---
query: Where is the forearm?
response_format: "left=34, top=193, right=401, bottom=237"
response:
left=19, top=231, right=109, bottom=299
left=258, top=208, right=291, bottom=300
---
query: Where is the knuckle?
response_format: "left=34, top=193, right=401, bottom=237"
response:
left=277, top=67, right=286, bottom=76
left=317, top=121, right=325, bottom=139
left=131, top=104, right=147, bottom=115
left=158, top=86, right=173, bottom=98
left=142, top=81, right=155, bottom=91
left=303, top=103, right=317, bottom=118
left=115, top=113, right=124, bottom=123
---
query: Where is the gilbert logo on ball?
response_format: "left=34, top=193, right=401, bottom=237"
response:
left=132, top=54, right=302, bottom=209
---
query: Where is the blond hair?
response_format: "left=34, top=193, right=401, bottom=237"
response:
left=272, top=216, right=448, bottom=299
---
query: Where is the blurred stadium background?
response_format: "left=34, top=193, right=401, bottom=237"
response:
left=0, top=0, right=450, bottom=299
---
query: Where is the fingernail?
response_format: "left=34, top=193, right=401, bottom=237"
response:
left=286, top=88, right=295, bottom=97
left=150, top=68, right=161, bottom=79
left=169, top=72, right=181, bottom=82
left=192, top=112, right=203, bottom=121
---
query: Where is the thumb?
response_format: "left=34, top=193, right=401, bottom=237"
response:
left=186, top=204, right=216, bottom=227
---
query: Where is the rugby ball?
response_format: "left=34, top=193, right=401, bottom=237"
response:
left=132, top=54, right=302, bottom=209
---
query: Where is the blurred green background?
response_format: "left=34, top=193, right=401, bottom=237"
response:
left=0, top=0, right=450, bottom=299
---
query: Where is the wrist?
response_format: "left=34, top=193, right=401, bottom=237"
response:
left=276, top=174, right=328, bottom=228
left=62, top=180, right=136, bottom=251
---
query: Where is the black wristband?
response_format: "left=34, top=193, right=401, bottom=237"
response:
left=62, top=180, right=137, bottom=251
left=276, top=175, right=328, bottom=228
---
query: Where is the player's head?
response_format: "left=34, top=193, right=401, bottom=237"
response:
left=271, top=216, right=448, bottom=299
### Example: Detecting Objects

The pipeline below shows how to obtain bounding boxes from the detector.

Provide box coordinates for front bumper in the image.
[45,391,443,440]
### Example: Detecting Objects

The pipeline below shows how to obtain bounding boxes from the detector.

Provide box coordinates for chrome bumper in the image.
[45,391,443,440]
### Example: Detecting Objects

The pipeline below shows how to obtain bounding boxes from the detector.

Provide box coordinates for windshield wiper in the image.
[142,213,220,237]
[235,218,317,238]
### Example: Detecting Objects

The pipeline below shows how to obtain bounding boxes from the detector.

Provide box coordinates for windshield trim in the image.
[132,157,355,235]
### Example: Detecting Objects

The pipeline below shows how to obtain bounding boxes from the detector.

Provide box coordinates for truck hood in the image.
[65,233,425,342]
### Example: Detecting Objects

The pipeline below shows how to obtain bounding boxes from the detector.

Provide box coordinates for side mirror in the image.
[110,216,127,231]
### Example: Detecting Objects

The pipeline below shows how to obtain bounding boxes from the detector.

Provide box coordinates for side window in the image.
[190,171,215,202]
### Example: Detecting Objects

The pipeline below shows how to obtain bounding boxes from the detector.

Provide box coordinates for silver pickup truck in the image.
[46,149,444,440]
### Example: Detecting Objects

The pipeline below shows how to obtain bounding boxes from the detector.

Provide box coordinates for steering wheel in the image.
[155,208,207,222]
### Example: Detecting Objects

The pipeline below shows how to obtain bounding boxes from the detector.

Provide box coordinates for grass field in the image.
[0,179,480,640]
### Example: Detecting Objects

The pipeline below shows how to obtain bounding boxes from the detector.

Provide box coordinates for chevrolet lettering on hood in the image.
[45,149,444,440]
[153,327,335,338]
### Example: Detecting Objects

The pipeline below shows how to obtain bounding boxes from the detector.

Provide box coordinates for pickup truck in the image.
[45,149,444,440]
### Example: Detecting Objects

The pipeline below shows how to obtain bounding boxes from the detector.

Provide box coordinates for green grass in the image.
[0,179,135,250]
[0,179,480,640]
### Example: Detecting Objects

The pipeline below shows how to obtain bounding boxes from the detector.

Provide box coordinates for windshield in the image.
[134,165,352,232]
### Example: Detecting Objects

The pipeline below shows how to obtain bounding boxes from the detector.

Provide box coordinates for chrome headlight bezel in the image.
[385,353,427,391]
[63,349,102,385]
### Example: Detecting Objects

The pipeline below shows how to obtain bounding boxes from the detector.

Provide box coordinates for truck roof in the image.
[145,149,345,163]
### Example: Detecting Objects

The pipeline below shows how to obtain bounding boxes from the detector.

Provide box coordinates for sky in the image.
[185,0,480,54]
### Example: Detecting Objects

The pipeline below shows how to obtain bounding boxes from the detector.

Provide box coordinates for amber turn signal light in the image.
☆ ☆ ☆
◆ STATED EXERCISE:
How many lines in the listing above contain the word "side" with its case matched exactly? Reply with the number alone.

◆ EXPECTED ANSWER:
2